Dinlediğimiz albümler, sahip oldukları atmosferler doğrultusunda kimi görevler üstlenirler. Bazıları gaza getirir, bazısı ilham verir, bazısı hüzünlendirir, bazısı ortalığı kırıp dökme isteği uyandırırlar.
Kariyerinde 10 yılı geride bırakan tek kişilik ABD’li grup PANOPTICON’un görevi ise benim diyen grubun başaramayacağı bir şeydir: PANOPTICON dinleyicisini bir yolculuğa çıkarır.
Albümlerinde duyduğunuz tüm enstrümanları çalan Austin Lunn adlı arkadaştan oluşan PANOPTICON; black metal, folk ve pagan unsurların bir araya geldiği son derece atmosferik bir müzik icra ediyor.
Bu atmosfer ifadesinden PANOPTICON’un uzun ambient pasajlarla dolu olduğu düşünülmesin. Lunn black metalin meditatif tarafını folk unsurların yarattığı paganvari, pastoral tatlarla harmanlıyor ve son derece doğa kontekstli bir müzik ortaya çıkarıyor.
“Kentucky”, “Roads to the North” ve “Autumn Eternal” ile yükselişini sürdüren ve albüm çıkardığı hemen her yıl dinleyicileri tarafından yılın albümünü çıkardığı şeklinde yorumlanan PANOPTICON, kısa süre önce çıkan dev yeni albümü “The Scars of Man on the Once Nameless Wilderness”la da bu düşünceli pekiştiren, kimilerine göre şimdiden haklı çıkaran bir işe imza atmış durumda.
Her şeyiyle tabiatın müziğini yapan PANOPTICON, “The Scars of Man on the Once Nameless Wilderness”da bunu farklı bir düzleme taşıyor ve toplam süreleri iki saati bulan iki farklı müzikal kimlik sunuyor.
Bunlardan ilki olan “The Scars of Man on the Once Nameless Wilderness I”de karşımıza bilindik, enfes PANOPTICON çıkarken, “The Scars of Man on the Once Nameless Wilderness II”de ise tamamen folk ve Americana bir PANOPTICON’la karşılaşıyoruz. Bu ikinci kısmın metalle en ufak bir ilgisi yok ve yine Lunn tarafından çalınan banjo gibi birtakım yerel enstrümanları içeriyor.
===============
*Yazılı Görevler*:
• 1. PANOPTICON yazısına göre aşağıdaki soruları yanıtlayın.
(a) PANOPTICON albümlerinde duyulan tüm enstrümanları kim çalıyor?
(b) "The Scars of Man on the Once Nameless Wilderness" albümündeki iki müzikal kimliğin toplam süresi ne kadar?
(c) Albümün ikinci kısmında Lunn'ın çaldığı yerel enstrümanlara örnek olarak hangisi veriliyor?
• 2. PANOPTICON yazısını son cümlenin ardından sürdürün.
===============
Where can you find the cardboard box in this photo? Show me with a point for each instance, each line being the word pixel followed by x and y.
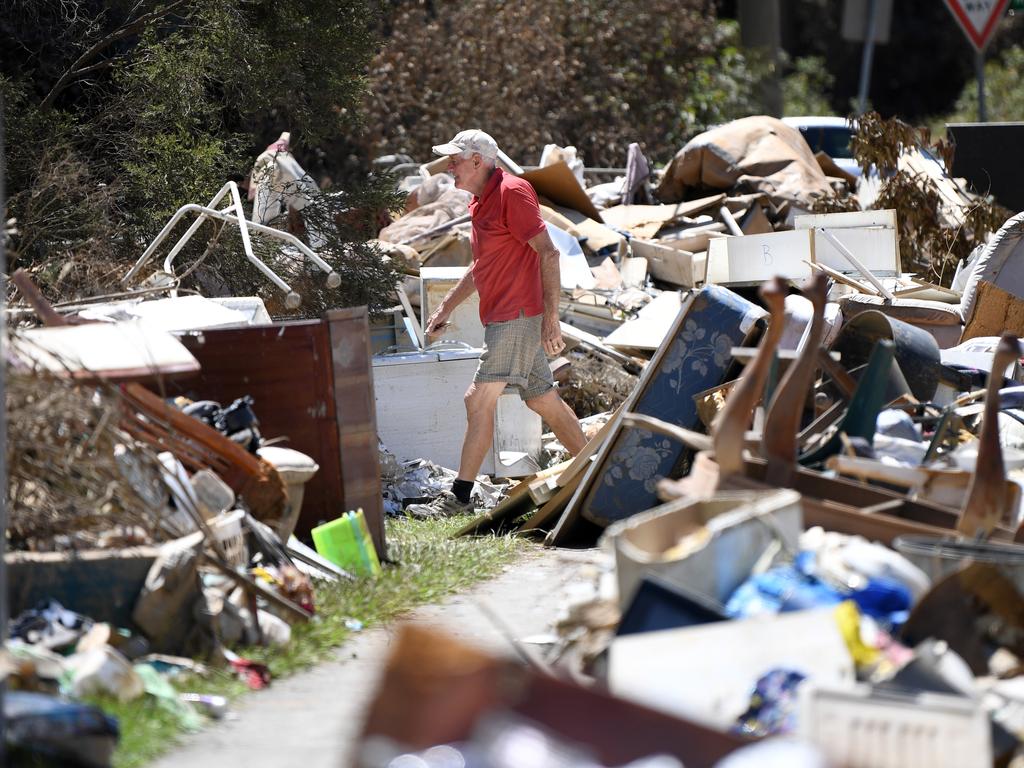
pixel 465 326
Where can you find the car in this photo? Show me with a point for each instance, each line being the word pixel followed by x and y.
pixel 830 135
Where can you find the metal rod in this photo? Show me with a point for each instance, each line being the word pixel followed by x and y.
pixel 979 71
pixel 856 263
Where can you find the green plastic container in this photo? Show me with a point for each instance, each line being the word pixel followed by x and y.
pixel 346 543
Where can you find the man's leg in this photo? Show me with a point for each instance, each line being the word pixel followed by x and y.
pixel 481 401
pixel 560 418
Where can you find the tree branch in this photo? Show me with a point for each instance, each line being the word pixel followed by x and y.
pixel 79 67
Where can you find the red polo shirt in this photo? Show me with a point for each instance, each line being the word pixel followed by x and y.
pixel 506 269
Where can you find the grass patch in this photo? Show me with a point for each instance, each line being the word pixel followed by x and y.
pixel 430 565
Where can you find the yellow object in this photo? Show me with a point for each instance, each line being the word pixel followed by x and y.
pixel 848 620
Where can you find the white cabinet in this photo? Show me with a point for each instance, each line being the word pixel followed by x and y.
pixel 420 412
pixel 465 326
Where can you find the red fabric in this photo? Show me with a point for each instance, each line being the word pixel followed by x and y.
pixel 506 269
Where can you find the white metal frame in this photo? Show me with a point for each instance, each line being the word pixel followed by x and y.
pixel 232 213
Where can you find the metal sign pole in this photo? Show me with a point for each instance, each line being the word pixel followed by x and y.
pixel 979 70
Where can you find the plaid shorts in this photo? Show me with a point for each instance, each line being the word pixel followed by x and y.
pixel 512 352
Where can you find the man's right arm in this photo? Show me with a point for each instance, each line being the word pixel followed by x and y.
pixel 462 291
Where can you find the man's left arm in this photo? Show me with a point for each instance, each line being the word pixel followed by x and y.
pixel 551 283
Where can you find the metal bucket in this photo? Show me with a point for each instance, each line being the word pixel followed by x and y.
pixel 916 351
pixel 939 556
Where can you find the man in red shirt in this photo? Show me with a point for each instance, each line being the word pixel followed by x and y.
pixel 515 272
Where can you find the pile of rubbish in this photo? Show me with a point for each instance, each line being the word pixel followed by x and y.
pixel 809 501
pixel 803 465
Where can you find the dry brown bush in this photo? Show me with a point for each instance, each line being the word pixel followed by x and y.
pixel 596 75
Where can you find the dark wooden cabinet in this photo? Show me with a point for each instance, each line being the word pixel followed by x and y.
pixel 311 383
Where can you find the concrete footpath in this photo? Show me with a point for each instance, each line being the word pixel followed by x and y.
pixel 313 719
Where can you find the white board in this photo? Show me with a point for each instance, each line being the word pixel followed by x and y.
pixel 465 326
pixel 754 258
pixel 870 236
pixel 707 673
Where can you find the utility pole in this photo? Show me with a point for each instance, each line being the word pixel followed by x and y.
pixel 760 29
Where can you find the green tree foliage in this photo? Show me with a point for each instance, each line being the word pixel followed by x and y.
pixel 1004 95
pixel 807 87
pixel 119 113
pixel 595 74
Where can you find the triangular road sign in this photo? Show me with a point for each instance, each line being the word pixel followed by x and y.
pixel 978 18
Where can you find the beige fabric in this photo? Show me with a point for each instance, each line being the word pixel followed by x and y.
pixel 757 154
pixel 915 311
pixel 996 311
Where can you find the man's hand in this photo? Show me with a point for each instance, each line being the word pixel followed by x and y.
pixel 551 335
pixel 437 321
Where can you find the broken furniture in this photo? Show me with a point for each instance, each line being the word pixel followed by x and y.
pixel 310 382
pixel 708 546
pixel 231 213
pixel 836 504
pixel 991 300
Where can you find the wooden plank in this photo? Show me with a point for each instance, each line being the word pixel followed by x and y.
pixel 549 512
pixel 516 504
pixel 871 236
pixel 652 323
pixel 355 414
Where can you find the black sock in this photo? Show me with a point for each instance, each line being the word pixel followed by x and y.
pixel 462 489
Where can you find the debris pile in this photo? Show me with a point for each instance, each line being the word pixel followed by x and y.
pixel 809 500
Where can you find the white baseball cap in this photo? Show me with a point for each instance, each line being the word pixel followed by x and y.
pixel 472 140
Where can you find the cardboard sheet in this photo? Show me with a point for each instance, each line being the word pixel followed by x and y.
pixel 557 183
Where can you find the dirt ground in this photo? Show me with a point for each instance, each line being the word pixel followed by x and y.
pixel 313 719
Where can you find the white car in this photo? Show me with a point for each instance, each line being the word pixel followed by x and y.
pixel 828 134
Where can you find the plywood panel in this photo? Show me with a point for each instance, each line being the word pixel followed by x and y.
pixel 286 369
pixel 870 236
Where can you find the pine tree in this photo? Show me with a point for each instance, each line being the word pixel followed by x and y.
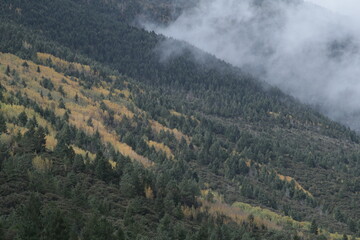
pixel 22 119
pixel 3 128
pixel 40 140
pixel 314 228
pixel 7 71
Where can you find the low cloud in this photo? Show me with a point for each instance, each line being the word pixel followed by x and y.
pixel 306 50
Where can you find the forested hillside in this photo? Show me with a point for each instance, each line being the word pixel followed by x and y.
pixel 104 139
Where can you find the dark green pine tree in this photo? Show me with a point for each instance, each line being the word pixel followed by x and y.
pixel 29 219
pixel 55 225
pixel 7 71
pixel 40 140
pixel 22 119
pixel 314 228
pixel 102 167
pixel 3 128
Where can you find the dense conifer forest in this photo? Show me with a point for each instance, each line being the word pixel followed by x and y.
pixel 101 138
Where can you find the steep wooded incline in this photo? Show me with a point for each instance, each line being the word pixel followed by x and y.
pixel 104 138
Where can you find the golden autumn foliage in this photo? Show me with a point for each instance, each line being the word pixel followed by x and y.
pixel 87 105
pixel 157 127
pixel 62 63
pixel 83 153
pixel 162 148
pixel 41 164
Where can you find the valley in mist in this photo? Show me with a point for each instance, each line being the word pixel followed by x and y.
pixel 309 51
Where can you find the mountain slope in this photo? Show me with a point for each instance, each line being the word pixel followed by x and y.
pixel 204 121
===============
*Alıştırma Sonuçları*:
• 1.
(a) Austin Lunn.
(b) İki saati buluyor.
(c) Banjo.

• 2.
Albümü değerlendirirken bu iki bölümü ayrı ayrı yorumlamak şart, zira ortada birbirinden tamamen farklı iki kimlik var. Birinci bölüme baktığımızda, “The Scars of Man on the Once Nameless Wilderness”ın bu denli değerlenmesini sağlayan asıl kısmı görüyoruz. Buradaki tüm şarkılar bir başyapıt oluşturulması için el ele çalışan, birbirinden müstesna eserler. Lunn’un duygu yaratma, dinleyiciyi bir yolculuğa çıkarma, gezen tavuk gibi tabiatta gezdirme konusunda ciddi bir yeteneği var. Bunu sağlayan çok karakteristik melodi anlayışı ve ikinci dalga black metali yalayıp yutmuş olmasının verdiği zenginlik, PANOPTICON’un ve dolayısıyla “The Scars of Man on the Once Nameless Wilderness I”ın 10 üzerinden 10 alacak bir kusursuzluğa dönüşmesini sağlıyor.
Her şarkı, her fikir, her duygu değişimi olağanüstü güzel.
“The Scars of Man on the Once Nameless Wilderness II”de de kendi tarzı içinde benzer bir değer görüyoruz. Metal olmaması, olayın black metal tarafına odaklananların “The Scars of Man on the Once Nameless Wilderness II”yu biraz geri plana atmasına ve “The Scars of Man on the Once Nameless Wilderness I”a odaklanmasına neden olabilirse de, Lunn’un içindekileri dökmek adına bu tarz azimli bir çabaya girişmesi ve başarıyla çıkması da takdire şayan. Bu ikinci bölümde folk demiş, banjonun adını anmış olmam size elbette ki bluegrass tarzı oynak Amerikan folk müziklerini düşündürmesin. Lunn burada da hem özünü yansıtıyor hem de muhtemelen ne zamandır içinde olan bu fikri gerçeğe dönüştürmenin coşkusunu yaşıyor. Albümün ikinci bölümü de özellikle bu tarz müziklerle aranız iyiyse gayet büyük keyif alabileceğiniz bir yapıda. Sakin, narin, yer yer coşkulu, yer yer kederli. Her anlamda gerçek, derin ve değerli Kuzey Amerika folku.
PANOPTICON çok değerli bir grup. Bir çam ağacının tek bir iğnesinin dünyanın anlamı olduğunu, dünyanın kurtuluş umudu olduğunu söyleyecek kadar doğaya bağlı, her şeyini bu anlayışa adadığı belli eden bir oluşum. En kırılgan akustik pasajından en hisli blast beat’ine dek; çimenleri, çayırları, nehirleri, dağları, eriyen karları, ıslanan yaprakları, yeşeren filizleri bizlere getiren, çok ama çok güzel, çok özel bir grup.
Sonuç paragrafındaki övgülerine katılmamak ne mümkün. Watch the Lights Fade ile sanki bir Düş Sokağı Sakinleri şarkısına bağlanacakmışız kıvamına getirmişken yanan odun ateşi sesleriyle bizi vahşi doğanın kalbine götüren yolculuğa çekiliyoruz teklifsizce, yine muhteşem bir yapıt.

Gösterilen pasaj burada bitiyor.